- AIM OF THE EXERCISE: Return the data below exactly, but only from the line containing "query (the noun phrase to outline): slender" through the line containing "Mark the region of every instance of the slender", with both of those lines included.

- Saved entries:
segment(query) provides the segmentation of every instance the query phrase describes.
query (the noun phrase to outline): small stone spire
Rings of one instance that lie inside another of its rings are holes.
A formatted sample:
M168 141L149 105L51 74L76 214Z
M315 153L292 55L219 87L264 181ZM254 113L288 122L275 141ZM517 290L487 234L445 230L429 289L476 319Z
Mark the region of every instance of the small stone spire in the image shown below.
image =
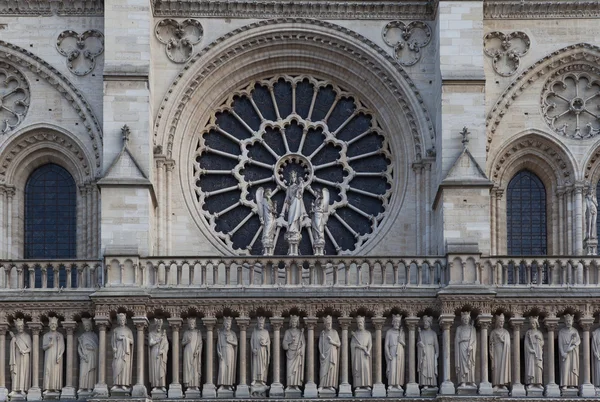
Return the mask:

--

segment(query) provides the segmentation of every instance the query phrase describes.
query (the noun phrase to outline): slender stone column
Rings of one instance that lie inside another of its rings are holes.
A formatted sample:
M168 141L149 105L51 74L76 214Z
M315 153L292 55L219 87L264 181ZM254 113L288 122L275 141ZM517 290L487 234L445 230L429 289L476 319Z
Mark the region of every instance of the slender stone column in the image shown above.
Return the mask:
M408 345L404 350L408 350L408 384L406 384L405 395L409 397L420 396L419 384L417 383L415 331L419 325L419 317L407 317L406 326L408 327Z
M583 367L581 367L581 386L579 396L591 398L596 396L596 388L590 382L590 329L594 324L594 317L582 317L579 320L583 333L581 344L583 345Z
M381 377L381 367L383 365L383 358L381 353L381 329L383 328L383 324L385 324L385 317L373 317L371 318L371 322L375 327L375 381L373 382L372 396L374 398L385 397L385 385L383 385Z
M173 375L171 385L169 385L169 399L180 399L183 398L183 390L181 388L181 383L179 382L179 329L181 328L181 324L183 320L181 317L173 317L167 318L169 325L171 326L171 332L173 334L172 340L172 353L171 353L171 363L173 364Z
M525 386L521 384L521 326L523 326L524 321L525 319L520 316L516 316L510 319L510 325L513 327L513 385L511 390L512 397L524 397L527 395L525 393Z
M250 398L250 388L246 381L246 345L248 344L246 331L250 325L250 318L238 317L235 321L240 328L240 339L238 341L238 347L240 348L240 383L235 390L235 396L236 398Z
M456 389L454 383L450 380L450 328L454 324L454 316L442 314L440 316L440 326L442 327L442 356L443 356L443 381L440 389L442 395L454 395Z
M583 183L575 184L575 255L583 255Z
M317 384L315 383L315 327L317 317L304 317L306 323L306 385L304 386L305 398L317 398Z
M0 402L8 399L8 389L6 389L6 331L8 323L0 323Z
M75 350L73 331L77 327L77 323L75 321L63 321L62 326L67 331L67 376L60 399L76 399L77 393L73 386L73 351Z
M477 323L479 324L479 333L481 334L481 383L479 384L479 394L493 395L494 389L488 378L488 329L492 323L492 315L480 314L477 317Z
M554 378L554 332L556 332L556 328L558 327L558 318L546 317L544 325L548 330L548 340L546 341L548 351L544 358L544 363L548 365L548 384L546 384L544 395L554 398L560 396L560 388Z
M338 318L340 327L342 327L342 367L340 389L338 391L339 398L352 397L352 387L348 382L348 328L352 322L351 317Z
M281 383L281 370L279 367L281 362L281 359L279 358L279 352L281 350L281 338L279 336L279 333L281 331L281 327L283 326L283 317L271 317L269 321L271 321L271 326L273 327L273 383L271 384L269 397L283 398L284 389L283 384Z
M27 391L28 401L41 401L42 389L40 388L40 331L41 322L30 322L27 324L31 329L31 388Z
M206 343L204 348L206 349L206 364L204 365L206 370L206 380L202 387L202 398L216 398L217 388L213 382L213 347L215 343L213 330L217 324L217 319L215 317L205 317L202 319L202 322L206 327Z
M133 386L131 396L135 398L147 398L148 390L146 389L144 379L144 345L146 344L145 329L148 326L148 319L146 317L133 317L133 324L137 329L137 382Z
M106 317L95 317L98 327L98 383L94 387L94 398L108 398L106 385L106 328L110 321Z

- EXPECTED OUTPUT:
query (the noun phrase to outline): slender stone column
Rings of one instance that lie inside another of its rings are holes.
A formatted sample:
M168 141L149 105L51 74L76 214Z
M315 153L292 55L219 87L264 181ZM254 113L288 122L275 141ZM517 290L487 234L445 230L429 289L476 319Z
Mark the region of every instance of the slender stone column in the image shown above.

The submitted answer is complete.